### [Text provided]
BEGIN

Keep Your Kids Safe While They Enjoy Sports
School is back in session for most students, which usually means participating in organized sports will soon begin. Whether it is baseball, football, soccer or cheerleading, high school or college, safety precautions need to be taken to avoid injuries for all.
It is estimated that 30 million kids and teens participate in some form of organized sports in the U.S. The number of injuries among high school students is estimated at 2 million injuries, 500,000 doctor visits and 30,000 injury related hospitalizations this year. For kids under the age of 14, the injuries are estimated to reach 3.5 million with a majority occurring during practice.
Each sport has its own safety gear. Football requires helmets, mouth protection and shoulder pads. In baseball, helmets are also essential along with gloves for grip and athletic cup protection. Whatever the sport is that your child chooses to participate in, be sure you are also ensuring that the proper safety gear is also being used. Strains, sprains and bruising are the most common injuries, many of which could be avoided by taking the time to stretch and limber up prior to playing the sport.

END

### [Records]
BEGIN

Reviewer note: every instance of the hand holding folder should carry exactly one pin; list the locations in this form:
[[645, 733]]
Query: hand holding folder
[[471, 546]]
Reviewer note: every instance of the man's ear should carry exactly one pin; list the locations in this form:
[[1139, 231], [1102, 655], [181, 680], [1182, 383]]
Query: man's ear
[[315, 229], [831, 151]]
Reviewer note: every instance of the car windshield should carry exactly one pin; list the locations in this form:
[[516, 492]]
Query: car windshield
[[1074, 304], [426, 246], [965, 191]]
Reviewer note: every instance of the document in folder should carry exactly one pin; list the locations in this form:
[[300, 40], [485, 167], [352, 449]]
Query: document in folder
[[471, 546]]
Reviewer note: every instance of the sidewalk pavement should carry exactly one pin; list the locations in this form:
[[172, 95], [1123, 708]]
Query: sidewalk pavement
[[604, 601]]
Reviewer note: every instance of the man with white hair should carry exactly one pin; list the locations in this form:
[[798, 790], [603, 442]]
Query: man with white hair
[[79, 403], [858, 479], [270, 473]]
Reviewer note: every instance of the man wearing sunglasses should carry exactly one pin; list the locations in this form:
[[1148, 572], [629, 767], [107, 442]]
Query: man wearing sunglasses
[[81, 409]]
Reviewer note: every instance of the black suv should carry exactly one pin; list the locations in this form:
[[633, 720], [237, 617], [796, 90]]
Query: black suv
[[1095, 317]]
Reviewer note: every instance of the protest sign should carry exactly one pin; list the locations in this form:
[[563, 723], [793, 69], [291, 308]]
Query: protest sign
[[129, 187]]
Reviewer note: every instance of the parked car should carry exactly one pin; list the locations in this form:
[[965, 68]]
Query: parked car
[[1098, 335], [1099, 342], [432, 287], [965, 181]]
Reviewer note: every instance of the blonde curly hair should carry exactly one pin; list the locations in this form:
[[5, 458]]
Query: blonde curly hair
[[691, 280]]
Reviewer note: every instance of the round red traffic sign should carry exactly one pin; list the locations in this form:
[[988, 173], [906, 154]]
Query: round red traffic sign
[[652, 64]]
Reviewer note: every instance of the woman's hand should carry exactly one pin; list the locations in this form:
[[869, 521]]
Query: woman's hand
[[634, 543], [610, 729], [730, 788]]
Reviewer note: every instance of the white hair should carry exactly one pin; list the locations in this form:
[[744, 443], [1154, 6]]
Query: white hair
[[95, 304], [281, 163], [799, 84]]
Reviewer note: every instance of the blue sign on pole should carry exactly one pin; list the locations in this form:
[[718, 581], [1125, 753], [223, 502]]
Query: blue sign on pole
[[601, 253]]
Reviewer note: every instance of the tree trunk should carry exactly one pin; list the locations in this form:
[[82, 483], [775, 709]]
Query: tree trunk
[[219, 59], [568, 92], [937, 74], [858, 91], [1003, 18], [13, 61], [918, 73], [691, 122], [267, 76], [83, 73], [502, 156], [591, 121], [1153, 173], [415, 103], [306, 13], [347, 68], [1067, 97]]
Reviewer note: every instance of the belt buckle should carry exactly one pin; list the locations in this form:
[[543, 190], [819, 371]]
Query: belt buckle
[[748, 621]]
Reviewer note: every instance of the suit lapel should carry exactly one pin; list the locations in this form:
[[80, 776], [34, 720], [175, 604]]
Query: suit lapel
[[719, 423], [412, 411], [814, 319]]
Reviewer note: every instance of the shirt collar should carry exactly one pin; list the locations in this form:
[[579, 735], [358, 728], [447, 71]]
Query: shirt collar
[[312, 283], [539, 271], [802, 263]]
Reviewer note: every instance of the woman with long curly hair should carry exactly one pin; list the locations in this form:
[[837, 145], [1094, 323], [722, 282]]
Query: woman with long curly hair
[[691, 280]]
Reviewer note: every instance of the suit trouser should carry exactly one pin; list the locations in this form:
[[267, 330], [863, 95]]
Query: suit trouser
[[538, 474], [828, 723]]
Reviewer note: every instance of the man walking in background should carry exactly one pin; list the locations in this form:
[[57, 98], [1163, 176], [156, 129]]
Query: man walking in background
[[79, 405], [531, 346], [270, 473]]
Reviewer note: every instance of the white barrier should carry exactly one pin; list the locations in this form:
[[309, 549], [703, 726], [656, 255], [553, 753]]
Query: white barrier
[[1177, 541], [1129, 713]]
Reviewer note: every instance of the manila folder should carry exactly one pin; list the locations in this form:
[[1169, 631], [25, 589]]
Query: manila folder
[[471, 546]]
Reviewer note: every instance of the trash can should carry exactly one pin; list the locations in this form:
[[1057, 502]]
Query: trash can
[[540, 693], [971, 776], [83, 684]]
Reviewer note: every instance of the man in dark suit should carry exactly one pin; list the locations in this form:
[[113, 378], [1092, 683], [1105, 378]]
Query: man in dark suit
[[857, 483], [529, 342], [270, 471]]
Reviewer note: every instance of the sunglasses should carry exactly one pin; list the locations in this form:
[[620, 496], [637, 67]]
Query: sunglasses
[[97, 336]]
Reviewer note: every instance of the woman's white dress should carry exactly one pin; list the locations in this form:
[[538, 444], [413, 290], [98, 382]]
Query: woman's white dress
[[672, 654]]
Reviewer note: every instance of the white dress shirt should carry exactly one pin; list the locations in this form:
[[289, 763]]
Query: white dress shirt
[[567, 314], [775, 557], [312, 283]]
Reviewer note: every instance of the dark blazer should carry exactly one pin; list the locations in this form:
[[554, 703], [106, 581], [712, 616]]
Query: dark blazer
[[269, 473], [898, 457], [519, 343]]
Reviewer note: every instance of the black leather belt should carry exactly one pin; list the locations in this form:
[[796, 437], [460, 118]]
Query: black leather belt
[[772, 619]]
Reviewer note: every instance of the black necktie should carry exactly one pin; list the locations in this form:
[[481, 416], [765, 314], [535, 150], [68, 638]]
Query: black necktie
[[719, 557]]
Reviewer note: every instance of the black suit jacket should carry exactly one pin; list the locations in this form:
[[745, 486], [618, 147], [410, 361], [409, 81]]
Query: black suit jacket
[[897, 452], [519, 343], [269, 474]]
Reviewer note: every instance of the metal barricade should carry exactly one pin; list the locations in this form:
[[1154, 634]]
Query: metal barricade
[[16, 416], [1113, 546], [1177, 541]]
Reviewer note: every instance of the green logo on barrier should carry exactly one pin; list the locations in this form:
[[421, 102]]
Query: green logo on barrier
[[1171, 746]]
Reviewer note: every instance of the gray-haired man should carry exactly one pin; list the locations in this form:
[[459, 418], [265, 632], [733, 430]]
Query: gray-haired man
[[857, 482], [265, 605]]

END

### [Apply what you read]
A. In the sports safety text, which injuries are named as the most common?
B. Please carry the sports safety text forward from its final sentence.
The records have nothing to do with the sports safety text.

### [List of answers]
A. Strains, sprains and bruising.

B.
Coaches play a vital role in teaching each participant not only the rules of the sport but also the safety precautions as well. As a parent, it's important for you to get involved with your child’s activities and know that the coach is taking the precautions necessary for that particular sport. Stretching exercises and other warm-up activities are just as important as the safety gear itself.
Sports that make physical contact, such as football, obviously need to take more safety precautions. The athletes of today are bigger and faster, meaning the collisions can cause a lot more damage over time. Spinal cord injuries and traumatic brain injuries can affect your child's life into adulthood.
Sports Trauma and Overuse Prevention (STOP), a national campaign, aims to reduce the number of sports related injuries among our young athletes. Sports related injuries have reached epidemic proportions.
High school and college sports injuries occur all the time. Some more serious than others. Many you will never hear about on the news or read in the newspaper but to the families they affect, it is devastating.
One of the more publicized college sports injuries occurred back in 1985 when Marc Buoniconti, son of Nick Buoniconti, the legendary former Miami Dolphins linebacker, sustained a spinal injury during a tackle. He has been paralyzed from the chin down since. Over the last 20 years, he has been an inspiring figure, along with his father, on a mission to find a cure for paralysis.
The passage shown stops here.